### Data records

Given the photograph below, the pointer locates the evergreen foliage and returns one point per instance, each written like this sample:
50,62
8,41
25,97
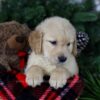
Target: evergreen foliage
84,18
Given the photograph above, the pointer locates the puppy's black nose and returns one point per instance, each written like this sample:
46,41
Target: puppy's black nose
62,59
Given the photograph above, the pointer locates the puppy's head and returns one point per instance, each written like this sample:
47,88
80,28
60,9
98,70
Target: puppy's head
54,38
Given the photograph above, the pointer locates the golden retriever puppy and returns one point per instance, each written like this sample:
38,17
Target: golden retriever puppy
53,44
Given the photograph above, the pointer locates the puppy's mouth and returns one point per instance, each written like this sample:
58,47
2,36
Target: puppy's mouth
57,61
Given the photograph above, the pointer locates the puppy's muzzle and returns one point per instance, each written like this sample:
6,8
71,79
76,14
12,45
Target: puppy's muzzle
62,59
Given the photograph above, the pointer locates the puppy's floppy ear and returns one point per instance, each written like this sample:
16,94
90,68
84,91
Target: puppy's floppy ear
35,41
75,48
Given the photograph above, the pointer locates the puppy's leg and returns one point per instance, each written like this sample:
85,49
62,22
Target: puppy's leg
58,77
34,76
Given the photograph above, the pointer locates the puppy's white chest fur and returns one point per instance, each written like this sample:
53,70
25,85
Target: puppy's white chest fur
40,60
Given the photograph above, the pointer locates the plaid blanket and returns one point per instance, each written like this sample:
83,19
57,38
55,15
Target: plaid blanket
14,87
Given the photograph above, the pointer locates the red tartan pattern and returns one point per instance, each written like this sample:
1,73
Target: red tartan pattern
14,87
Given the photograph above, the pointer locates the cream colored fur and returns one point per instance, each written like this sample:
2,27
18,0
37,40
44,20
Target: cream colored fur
53,29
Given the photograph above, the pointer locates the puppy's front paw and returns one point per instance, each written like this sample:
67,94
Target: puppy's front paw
59,77
34,76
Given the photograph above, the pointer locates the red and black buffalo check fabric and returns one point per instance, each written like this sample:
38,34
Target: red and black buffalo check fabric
14,87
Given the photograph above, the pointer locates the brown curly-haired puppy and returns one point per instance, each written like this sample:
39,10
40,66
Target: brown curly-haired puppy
13,38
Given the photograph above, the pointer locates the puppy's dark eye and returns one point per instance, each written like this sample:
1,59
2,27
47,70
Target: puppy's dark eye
68,44
53,42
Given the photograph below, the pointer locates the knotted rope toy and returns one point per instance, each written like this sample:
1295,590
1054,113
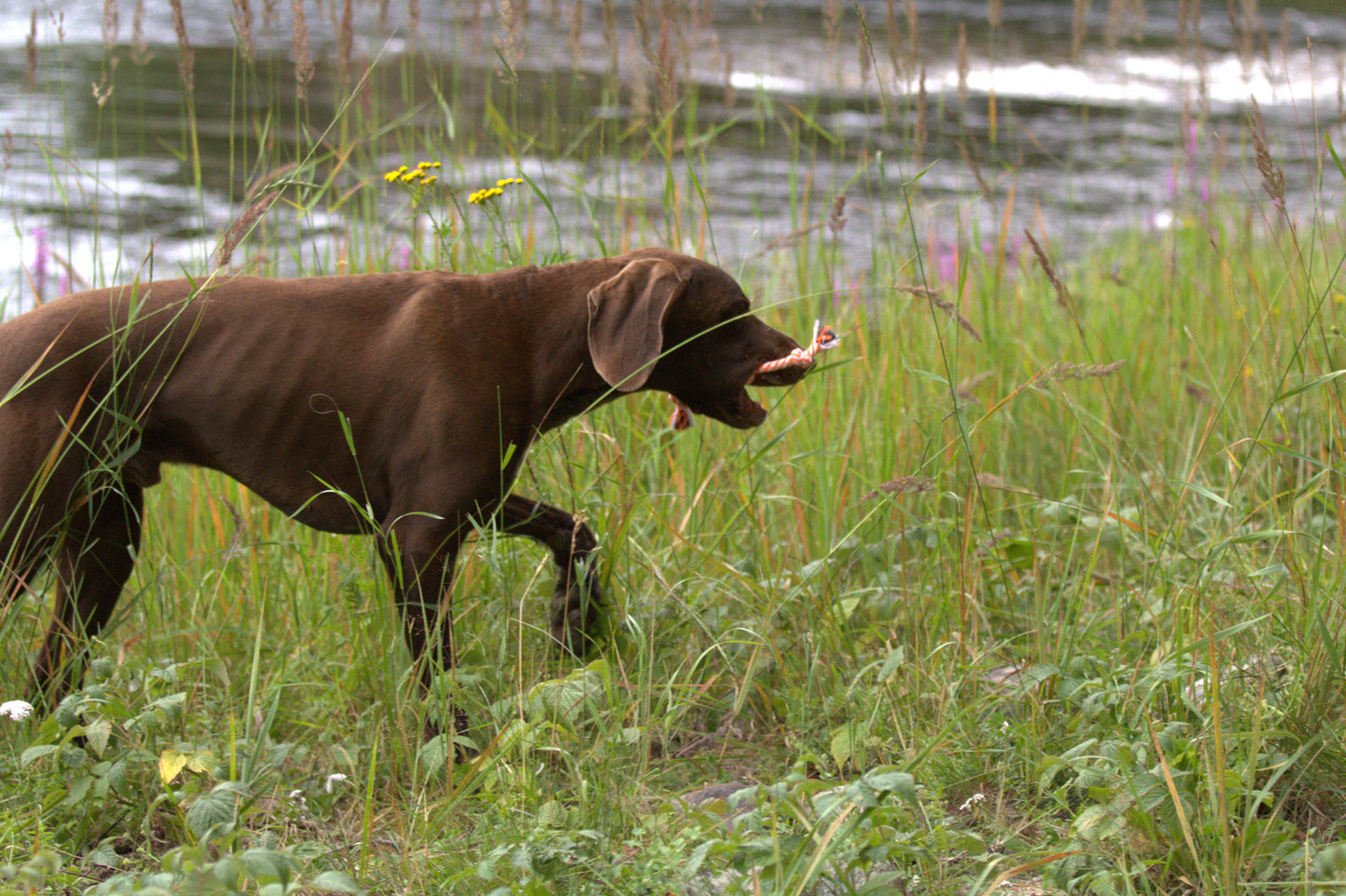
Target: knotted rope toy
824,338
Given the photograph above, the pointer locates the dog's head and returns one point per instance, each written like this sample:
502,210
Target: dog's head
683,326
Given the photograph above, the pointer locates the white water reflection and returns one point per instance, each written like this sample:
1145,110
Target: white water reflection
1130,132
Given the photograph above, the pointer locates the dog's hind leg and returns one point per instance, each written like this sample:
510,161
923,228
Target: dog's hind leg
93,562
577,600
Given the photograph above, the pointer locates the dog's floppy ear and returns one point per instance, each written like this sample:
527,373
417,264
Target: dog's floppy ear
626,320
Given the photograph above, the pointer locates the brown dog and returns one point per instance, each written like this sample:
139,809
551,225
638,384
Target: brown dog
390,404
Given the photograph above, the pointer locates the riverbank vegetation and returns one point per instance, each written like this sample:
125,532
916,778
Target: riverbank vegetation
1035,584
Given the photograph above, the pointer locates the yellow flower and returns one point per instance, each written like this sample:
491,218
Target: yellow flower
483,194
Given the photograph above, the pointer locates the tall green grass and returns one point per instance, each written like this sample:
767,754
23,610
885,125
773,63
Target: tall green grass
1037,578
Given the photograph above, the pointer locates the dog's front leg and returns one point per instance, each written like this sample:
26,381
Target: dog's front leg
420,568
577,600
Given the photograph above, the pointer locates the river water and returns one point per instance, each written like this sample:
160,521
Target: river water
941,124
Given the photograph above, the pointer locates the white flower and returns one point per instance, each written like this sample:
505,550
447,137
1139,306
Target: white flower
17,709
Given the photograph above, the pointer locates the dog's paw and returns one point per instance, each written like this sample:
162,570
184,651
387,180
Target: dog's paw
575,615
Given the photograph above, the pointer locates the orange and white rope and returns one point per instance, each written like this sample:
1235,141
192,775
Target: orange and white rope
824,338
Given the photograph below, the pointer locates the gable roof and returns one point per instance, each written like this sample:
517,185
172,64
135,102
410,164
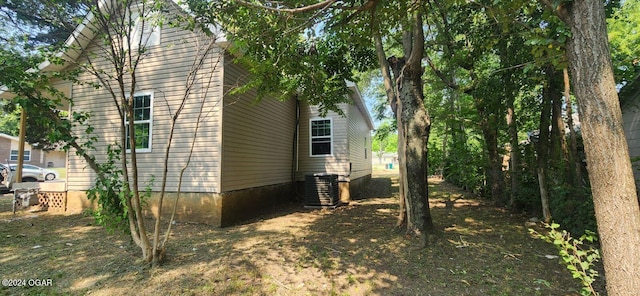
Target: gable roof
358,101
9,137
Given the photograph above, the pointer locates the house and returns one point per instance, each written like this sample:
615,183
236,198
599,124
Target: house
9,153
629,97
246,156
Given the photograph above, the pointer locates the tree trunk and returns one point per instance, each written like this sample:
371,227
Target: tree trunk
393,103
612,183
496,179
514,154
407,98
575,161
543,145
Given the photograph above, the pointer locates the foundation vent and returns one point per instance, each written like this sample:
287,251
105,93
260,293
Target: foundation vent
321,190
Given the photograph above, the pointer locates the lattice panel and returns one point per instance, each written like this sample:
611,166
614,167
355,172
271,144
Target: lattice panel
56,201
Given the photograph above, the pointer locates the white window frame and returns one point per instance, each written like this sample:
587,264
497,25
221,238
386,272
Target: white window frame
14,156
311,137
149,121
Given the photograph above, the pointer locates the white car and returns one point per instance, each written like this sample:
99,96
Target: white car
32,173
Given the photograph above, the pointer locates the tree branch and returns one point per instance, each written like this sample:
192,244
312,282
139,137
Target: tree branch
302,9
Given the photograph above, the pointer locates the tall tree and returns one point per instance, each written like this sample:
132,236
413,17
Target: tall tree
310,48
616,202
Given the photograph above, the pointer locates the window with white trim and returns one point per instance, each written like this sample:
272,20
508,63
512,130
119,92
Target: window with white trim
321,137
143,122
14,155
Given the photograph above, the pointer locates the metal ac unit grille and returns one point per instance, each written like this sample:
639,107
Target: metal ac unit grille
321,190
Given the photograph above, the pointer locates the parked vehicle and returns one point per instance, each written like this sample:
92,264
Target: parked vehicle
30,173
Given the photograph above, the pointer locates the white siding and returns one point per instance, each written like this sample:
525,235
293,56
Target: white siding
359,144
164,72
257,136
338,163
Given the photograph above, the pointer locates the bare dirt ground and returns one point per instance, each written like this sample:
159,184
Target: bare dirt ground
352,250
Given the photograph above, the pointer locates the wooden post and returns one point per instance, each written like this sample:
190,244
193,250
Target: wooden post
21,140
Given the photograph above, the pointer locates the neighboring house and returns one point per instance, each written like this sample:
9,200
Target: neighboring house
386,158
9,153
247,156
630,104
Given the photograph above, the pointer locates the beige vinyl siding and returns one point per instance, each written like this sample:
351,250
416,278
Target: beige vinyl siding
359,144
163,71
257,137
338,163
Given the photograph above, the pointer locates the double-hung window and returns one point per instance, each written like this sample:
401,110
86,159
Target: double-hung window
143,122
321,137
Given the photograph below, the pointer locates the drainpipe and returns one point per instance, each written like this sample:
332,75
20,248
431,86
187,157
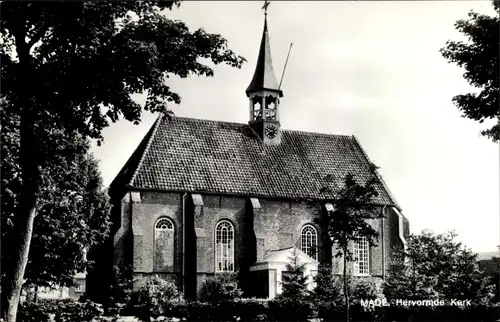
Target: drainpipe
184,196
383,244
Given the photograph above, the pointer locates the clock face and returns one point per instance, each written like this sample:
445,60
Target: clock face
271,131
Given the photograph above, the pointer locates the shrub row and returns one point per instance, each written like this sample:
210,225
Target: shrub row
262,310
61,310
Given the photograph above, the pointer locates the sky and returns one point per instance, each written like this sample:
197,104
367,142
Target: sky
366,68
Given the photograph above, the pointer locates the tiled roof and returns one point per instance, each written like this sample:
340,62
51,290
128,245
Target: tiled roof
284,255
193,155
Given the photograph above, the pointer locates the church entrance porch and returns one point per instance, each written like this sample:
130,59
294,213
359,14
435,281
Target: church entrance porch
266,274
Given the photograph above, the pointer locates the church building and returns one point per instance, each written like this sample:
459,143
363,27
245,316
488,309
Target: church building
202,197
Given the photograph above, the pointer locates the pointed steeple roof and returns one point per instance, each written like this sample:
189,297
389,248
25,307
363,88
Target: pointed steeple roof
263,77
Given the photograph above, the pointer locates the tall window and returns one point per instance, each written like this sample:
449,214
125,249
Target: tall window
164,245
309,241
224,247
361,257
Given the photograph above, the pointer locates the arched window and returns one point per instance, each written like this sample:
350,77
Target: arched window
361,252
224,247
309,241
164,245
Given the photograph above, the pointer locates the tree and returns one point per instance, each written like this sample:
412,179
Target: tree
294,281
437,267
327,295
71,67
354,206
73,206
479,58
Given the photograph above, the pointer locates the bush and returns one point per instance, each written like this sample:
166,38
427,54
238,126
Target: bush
221,287
71,311
328,296
363,288
120,290
153,299
290,309
33,312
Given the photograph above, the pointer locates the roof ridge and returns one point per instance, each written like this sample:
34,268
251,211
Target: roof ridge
377,174
246,124
146,149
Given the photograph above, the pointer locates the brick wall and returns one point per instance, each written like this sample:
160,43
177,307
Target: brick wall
260,225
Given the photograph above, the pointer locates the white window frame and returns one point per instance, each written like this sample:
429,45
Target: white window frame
78,286
224,251
361,263
169,225
309,240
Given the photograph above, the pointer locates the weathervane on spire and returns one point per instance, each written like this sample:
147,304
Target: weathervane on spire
266,4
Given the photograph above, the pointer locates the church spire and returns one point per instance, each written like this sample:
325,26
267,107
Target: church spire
264,93
263,77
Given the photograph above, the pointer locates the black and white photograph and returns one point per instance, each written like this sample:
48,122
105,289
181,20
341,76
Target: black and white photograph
250,161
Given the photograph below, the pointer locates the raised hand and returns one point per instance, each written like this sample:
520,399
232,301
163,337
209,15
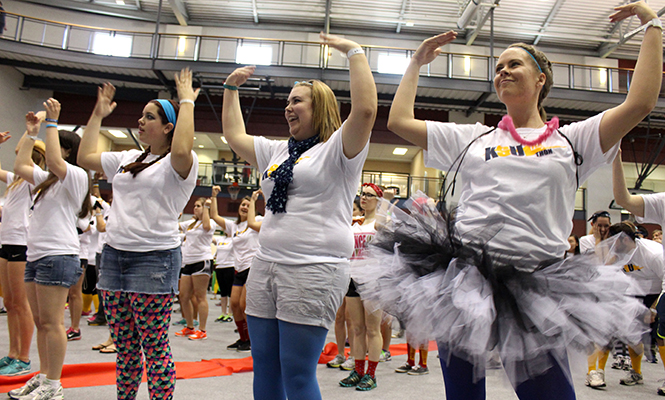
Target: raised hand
183,83
240,75
52,107
4,136
105,104
430,48
338,43
638,8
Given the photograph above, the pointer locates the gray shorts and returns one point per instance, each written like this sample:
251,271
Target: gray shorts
308,294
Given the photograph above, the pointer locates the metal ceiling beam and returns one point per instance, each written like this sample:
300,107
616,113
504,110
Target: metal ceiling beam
606,48
180,11
553,12
481,22
102,10
401,16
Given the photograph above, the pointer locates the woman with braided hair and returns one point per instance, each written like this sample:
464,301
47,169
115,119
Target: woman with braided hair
493,275
141,260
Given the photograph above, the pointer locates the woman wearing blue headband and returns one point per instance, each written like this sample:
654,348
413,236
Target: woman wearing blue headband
141,261
497,277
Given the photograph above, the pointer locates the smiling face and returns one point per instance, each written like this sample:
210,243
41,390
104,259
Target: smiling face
517,77
152,130
299,112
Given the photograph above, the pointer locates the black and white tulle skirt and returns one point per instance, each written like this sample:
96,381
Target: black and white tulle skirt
471,300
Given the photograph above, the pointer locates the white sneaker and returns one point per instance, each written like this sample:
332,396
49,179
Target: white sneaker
595,379
28,388
349,364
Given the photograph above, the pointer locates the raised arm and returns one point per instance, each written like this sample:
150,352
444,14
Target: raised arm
402,120
251,212
233,124
23,165
645,85
183,137
364,101
631,202
89,156
213,209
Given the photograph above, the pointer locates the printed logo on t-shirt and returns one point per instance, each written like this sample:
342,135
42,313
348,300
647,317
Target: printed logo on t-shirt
519,151
273,167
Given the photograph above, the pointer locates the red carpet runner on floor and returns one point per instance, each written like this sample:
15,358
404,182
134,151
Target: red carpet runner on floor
100,374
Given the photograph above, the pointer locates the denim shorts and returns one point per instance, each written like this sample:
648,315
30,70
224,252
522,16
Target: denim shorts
54,270
149,272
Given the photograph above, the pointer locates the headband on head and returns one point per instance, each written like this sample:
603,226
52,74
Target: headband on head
168,110
532,57
378,190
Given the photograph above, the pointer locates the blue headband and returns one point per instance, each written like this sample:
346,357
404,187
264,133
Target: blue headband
532,57
168,110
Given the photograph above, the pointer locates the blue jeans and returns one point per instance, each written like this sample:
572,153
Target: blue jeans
150,272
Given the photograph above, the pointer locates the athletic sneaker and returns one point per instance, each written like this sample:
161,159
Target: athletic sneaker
73,335
350,381
45,392
17,367
595,379
198,335
244,346
419,370
336,362
366,383
385,356
26,389
186,331
349,364
404,368
632,378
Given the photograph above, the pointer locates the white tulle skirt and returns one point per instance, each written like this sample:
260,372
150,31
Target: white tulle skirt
471,301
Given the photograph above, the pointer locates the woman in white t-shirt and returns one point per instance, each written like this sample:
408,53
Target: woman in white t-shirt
141,260
195,275
14,231
245,236
518,185
53,265
300,275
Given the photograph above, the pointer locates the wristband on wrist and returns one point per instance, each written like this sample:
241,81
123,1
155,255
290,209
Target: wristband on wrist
354,51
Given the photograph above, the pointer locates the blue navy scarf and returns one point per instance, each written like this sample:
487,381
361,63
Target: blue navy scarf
283,175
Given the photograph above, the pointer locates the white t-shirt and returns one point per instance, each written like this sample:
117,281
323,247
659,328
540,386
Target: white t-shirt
15,212
526,193
646,266
245,242
224,256
52,228
362,236
587,244
197,245
144,215
316,226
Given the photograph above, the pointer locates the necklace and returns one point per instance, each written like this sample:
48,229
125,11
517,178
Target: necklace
507,125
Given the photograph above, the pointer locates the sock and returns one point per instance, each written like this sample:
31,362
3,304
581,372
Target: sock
635,360
411,357
242,330
360,367
423,357
371,368
602,359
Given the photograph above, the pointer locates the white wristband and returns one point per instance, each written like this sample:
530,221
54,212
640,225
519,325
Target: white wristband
354,51
656,23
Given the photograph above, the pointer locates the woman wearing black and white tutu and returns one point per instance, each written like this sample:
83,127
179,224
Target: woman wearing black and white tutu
499,279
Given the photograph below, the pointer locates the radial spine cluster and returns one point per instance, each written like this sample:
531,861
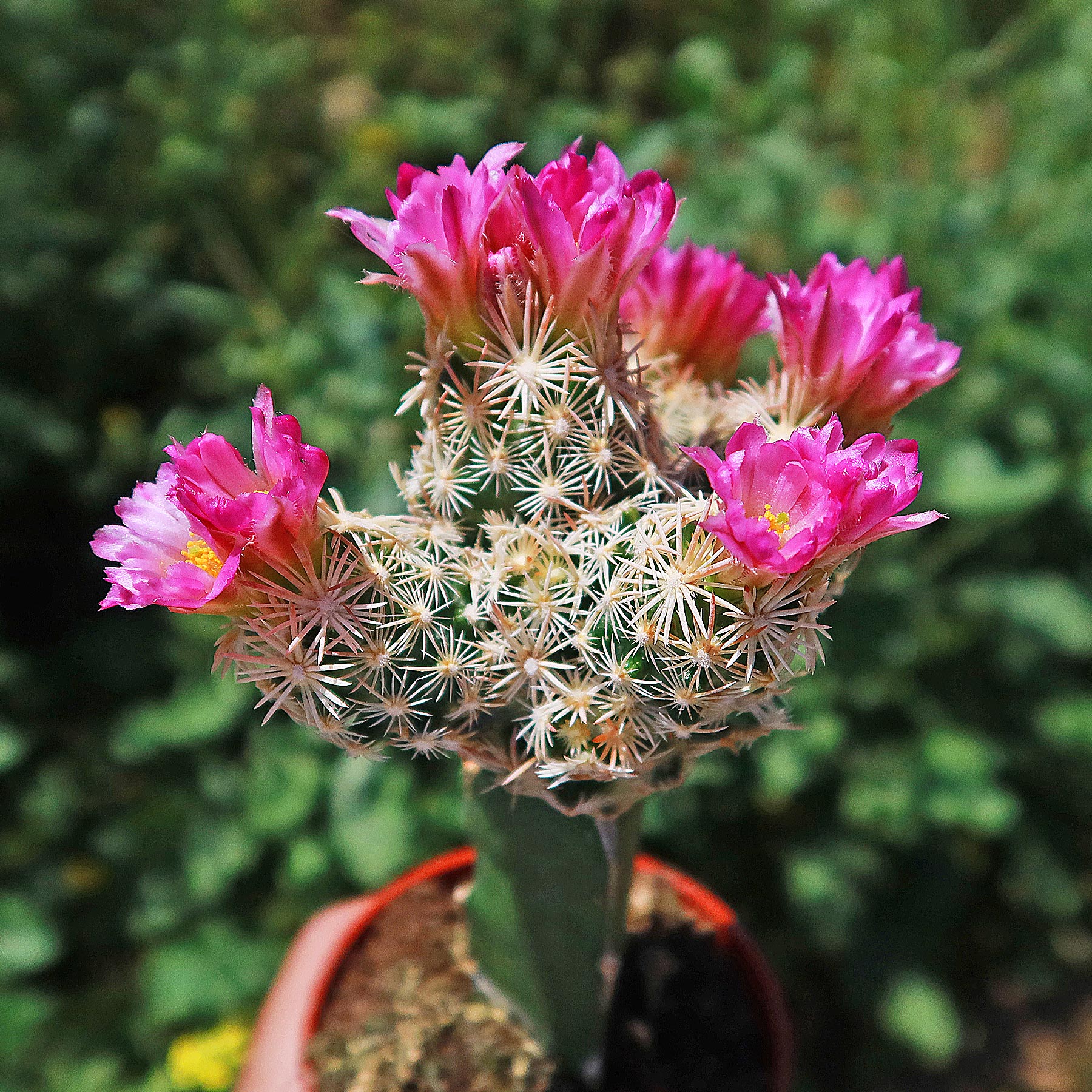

######

Try it => When a line of the entries above contains the word "below", include it in a tally, then give that tally alone.

Output for this task => 6